-------- Given passage

Machines are writing news stories. Does that mean robots will replace reporters?

As computers are increasingly able to write news stories, journalists have to reconsider what they bring to the table. Photo by Matthew Modoono/Northeasten University

Artificial intelligence is already being used in newsrooms across the country to write straightforward news stories and unearth data trends. Does that mean that eventually, as machines become more intelligent, robots will replace reporters?

Not so, says Northeastern assistant professor John Wihbey, who is writing a book on the future of news in a networked world. But journalists are going to have to refine the concept of what is compelling news.

The stories that will rise to the top are the ones that only humans can unearth: stories that are analytical, critical, that synthesize the infinite amount of information available online.

“My hypothesis is that even as computers are able to do more of what we now consider news, capital-n ‘News’ will move up the value chain,” Wihbey said. “It will become more analytical, more critical, and potentially increasingly opinion-oriented.”

The rise of artificially intelligent technology and the sheer volume of information freely available online has forced a change in the role of journalists. They are no longer the “gatekeepers,” the only ones filtering information for the general public, Wihbey said. They’re becoming more akin to locksmiths.

Journalists “are the people who have the skills, the right approach, and the deft expertise to open a portal that otherwise nobody has a key for,” Wihbey said. It’s journalists who know where and how to look for data that’s not publicly available, who can be called upon for access to information the public is otherwise locked out of.

My hypothesis is that even as computers are able to do more of what we now consider news, capital-n ‘News’ will move up the value chain. It will become more analytical, more critical, and potentially increasingly opinion-oriented.

John Wihbey, Assistant Professor of Journalism

Artificial intelligence is already changing newsrooms. The Washington Post has used artificially intelligent technology to spit out short reports on the Rio Olympics, congressional and gubernatorial elections, and high school football games. The Los Angeles Times, The Atlanta Journal-Constitution, and Reuters are using it to parse through and synthesize huge amounts of raw data to look for trends.

----------------

:: What you will do ::
Repeat the stretch of the article about robots and reporters from "John Wihbey, Assistant" through "look for trends.", renaming "Reuters" to "The Associated Press". The material after this point has no connection to the article about robots and reporters.

-------- Raw data

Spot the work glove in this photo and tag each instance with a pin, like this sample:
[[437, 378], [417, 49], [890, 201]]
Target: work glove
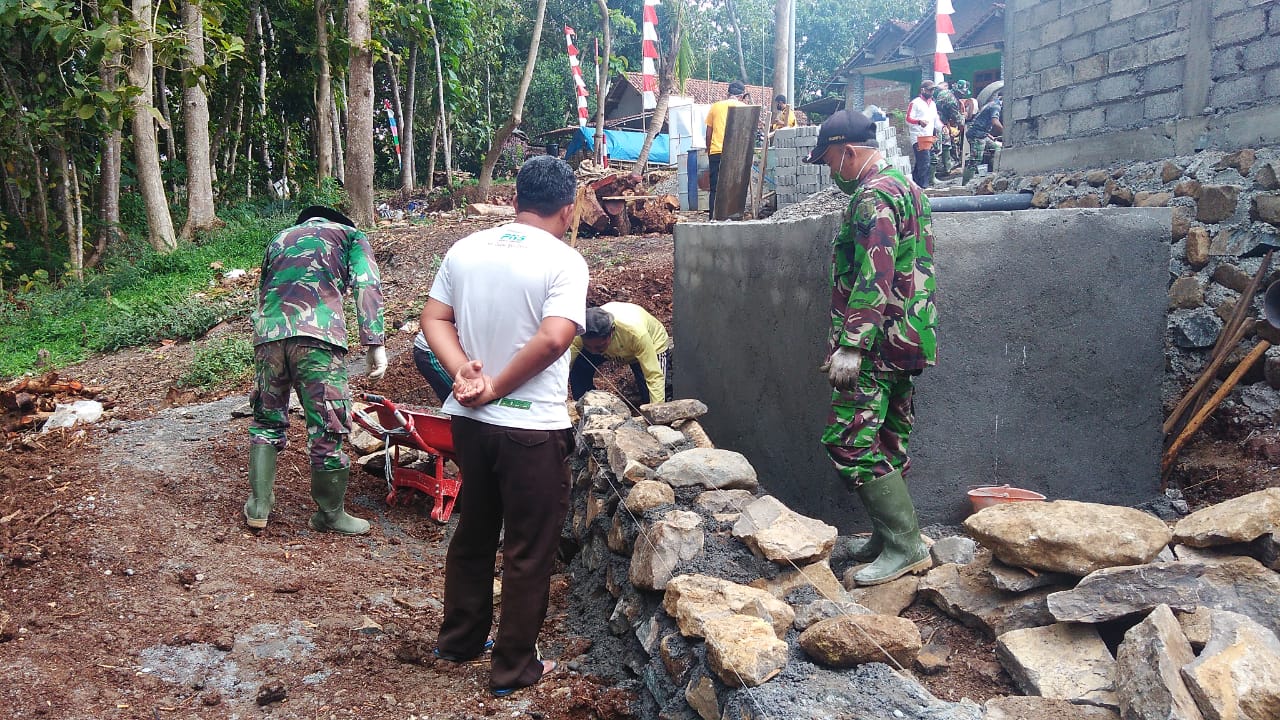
[[844, 368], [376, 361]]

----------------

:: Result of this exercise ::
John Wihbey, Assistant Professor of Journalism

Artificial intelligence is already changing newsrooms. The Washington Post has used artificially intelligent technology to spit out short reports on the Rio Olympics, congressional and gubernatorial elections, and high school football games. The Los Angeles Times, The Atlanta Journal-Constitution, and The Associated Press are using it to parse through and synthesize huge amounts of raw data to look for trends.